Short task »
Copy each line of the records below character for character, leaving nothing out.

* BEGIN Data section *

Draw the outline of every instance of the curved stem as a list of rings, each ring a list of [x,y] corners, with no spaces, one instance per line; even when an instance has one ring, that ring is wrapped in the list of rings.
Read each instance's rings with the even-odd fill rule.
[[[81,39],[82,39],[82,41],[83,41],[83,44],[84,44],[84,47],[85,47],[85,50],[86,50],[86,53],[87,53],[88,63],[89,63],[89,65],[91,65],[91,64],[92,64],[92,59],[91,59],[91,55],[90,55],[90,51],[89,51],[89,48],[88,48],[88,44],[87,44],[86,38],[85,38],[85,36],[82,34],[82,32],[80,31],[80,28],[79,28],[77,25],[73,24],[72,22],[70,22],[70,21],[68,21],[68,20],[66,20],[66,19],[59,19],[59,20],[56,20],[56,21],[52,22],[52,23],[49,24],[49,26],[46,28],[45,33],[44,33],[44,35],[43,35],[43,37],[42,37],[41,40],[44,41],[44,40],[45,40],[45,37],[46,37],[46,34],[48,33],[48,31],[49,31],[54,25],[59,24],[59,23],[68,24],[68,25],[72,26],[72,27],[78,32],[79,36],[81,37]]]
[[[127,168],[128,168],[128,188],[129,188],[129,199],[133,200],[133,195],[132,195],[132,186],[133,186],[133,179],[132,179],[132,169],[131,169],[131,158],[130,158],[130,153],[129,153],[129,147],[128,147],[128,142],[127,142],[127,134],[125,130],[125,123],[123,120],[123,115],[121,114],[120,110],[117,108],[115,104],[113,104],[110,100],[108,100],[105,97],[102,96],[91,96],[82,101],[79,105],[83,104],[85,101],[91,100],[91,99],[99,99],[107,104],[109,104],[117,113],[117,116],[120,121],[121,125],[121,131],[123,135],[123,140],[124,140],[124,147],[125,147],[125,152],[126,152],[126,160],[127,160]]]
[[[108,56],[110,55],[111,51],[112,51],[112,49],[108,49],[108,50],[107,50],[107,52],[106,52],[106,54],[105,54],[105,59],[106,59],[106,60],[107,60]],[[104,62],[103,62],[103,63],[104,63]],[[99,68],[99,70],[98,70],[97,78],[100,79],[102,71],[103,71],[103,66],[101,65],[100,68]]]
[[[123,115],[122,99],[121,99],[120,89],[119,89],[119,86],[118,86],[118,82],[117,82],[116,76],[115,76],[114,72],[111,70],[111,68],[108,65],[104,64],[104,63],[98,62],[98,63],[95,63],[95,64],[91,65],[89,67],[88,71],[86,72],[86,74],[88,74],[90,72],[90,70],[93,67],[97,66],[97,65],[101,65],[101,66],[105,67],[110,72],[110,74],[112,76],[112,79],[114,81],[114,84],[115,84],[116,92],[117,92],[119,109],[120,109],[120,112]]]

* END Data section *

Solution to this problem »
Draw the outline of every instance of the curved stem as a list of rings, each ring a list of [x,y] corners, with no spaces, one instance per line; even when an instance has one ring, that ring is wrapped in the list of rings.
Read each instance's rings with the even-odd fill rule.
[[[81,39],[82,39],[82,41],[83,41],[83,44],[84,44],[84,47],[85,47],[85,50],[86,50],[86,53],[87,53],[88,63],[89,63],[89,65],[91,65],[91,64],[92,64],[92,59],[91,59],[91,55],[90,55],[90,51],[89,51],[89,48],[88,48],[88,44],[87,44],[86,38],[85,38],[85,36],[82,34],[82,32],[80,31],[80,28],[79,28],[77,25],[73,24],[72,22],[70,22],[70,21],[68,21],[68,20],[66,20],[66,19],[59,19],[59,20],[56,20],[56,21],[52,22],[52,23],[49,24],[49,26],[46,28],[45,33],[44,33],[44,35],[43,35],[43,37],[42,37],[41,40],[44,41],[44,40],[45,40],[45,37],[46,37],[46,34],[48,33],[48,31],[49,31],[54,25],[59,24],[59,23],[68,24],[68,25],[72,26],[72,27],[78,32],[79,36],[81,37]]]
[[[127,168],[128,168],[128,188],[129,188],[129,199],[133,200],[133,195],[132,195],[132,186],[133,186],[133,179],[132,179],[132,169],[131,169],[131,158],[130,158],[130,153],[129,153],[129,147],[128,147],[128,142],[127,142],[127,134],[125,130],[125,123],[123,120],[123,115],[121,114],[120,110],[117,108],[115,104],[113,104],[110,100],[108,100],[105,97],[102,96],[91,96],[82,101],[79,105],[83,104],[85,101],[91,100],[91,99],[99,99],[107,104],[109,104],[117,113],[117,116],[120,121],[121,125],[121,131],[123,135],[123,140],[124,140],[124,147],[125,147],[125,152],[126,152],[126,160],[127,160]]]
[[[108,56],[110,55],[111,51],[112,51],[112,49],[108,49],[108,50],[107,50],[107,52],[106,52],[106,54],[105,54],[105,59],[106,59],[106,60],[107,60]],[[104,62],[103,62],[103,63],[104,63]],[[99,68],[99,70],[98,70],[97,78],[100,79],[102,71],[103,71],[103,66],[101,65],[100,68]]]
[[[123,115],[122,99],[121,99],[120,89],[119,89],[119,86],[118,86],[118,82],[117,82],[116,76],[115,76],[114,72],[111,70],[111,68],[108,65],[104,64],[104,63],[98,62],[98,63],[95,63],[95,64],[91,65],[89,67],[88,71],[86,72],[86,74],[88,74],[90,72],[90,70],[93,67],[97,66],[97,65],[101,65],[101,66],[105,67],[110,72],[110,74],[112,76],[112,79],[114,81],[114,84],[115,84],[116,92],[117,92],[119,109],[120,109],[120,112]]]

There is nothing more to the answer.